### Document excerpt
-------------------------

The giddy guilty pleasures of old-school boulevard fare propel the West Coast premiere of "Caught in the Net," produced by International City Theater in Long Beach. Writer-director Ray Cooney's schizoid farce about a bigamist's colliding households is an uproarious example of high-grade lowbrow lunacy.
West End icon Cooney has been generating post-Feydeau folly since 1961. Long considered the heir to celebrated British farceur Ben Travers, Cooney's canon counts several staples in the populist field, such as "Move Over Mrs. Markham," co-written with John Chapman in 1971 and a dinner-theater perennial ever since.
In 1983 came "Run for Your Wife," which inaugurated Cooney's company, Theatre of Comedy. "Wife," a screwball study of one taxi driver and two spouses, ran for almost nine years in London. Though crucified on Broadway in 1989, it has become another regional favorite.
In 2001, Cooney concocted "Caught in the Net," which rejoins "Wife's" personable cabby John Smith (Richard Ashton) and his bipolar situation 18 years later. In Wimbledon, John reports to one wife, Mary (Tracy Winters); his teenage daughter, Vicki (Kristina Bartlett); and their lodger, Stanley Gardner (Greg Zerkle). This amiable loon is a longtime ally in John's tacit campaign to maintain his Chelsea home front, where the other wife, Barbara (Joanne McGee), and their son, Gavin (Phillip C. Vaden), are ensconced.

-------------------------

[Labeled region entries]
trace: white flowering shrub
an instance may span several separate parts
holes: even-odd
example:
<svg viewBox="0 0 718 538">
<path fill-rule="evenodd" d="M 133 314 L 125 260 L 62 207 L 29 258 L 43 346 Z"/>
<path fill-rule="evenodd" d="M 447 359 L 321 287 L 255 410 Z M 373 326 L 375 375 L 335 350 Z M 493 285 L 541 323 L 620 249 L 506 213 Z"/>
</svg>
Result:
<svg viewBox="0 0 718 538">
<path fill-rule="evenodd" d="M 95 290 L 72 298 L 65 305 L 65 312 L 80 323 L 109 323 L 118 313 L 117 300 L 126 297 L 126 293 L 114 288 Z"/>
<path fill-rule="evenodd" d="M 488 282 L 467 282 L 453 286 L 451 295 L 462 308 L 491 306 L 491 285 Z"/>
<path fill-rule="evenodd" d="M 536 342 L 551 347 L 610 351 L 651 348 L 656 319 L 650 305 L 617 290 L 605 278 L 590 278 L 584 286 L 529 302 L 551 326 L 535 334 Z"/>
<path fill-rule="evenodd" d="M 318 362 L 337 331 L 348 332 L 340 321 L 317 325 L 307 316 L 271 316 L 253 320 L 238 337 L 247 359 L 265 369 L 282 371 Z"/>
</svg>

-------------------------

Carry on the review of "Caught in the Net" from the point where it stops.

### Answer
After Vicki and Gavin connect in an Internet chat room, struck by each other's identical paternal description, they make a date. The Act 1 rising action concerns John and Stanley's efforts to prevent this assignation from shattering the status quo. The net tangles further in Act 2 with the advent of Stanley's addled dad (Cooney), here for his promised seaside excursion. Further synopsis would cause hyperventilation.
Cooney's narrative presents both locales at once, traversing Douglas Heap's pro-forma set like a soft-focus "How the Other Half Loves." Indeed, "Caught" suggests Alan Ayckbourn aping Neil Simon on Red Bull. The dual domiciles correspond and interface without blurring, and the various British jokes land without being Americanized. This seems a testament to director Cooney's expert control over author Cooney's chortling invention.The daft cast members display convincing accents and endanger the doorjambs with kidney-threatening élan. Ashton's harried protagonist is hilarious, with a knack for knockabout comedy. Winters and McGee limn the rising confusion of both Mrs. Smiths to perfection. Bartlett and Vaden are fresh, funny juveniles, and Cooney's cracked coot hijacks the house. This goes double for Zerkle, whose discombobulated frenzy grows more sidesplitting with each mounting indignity.
Technical concerns are proficient and polished. Besides Heap, the design roster includes Bill Georges' lighting and sound, Vika Teplinskaya's props and Kim DeShazo's costumes.
Some critics have faulted Cooney's farcical architecture for its relative triviality. "Caught" has little of Ayckbourn's satiric edge, and none of the Olympian complexity of Michael Frayn's "Noises Off."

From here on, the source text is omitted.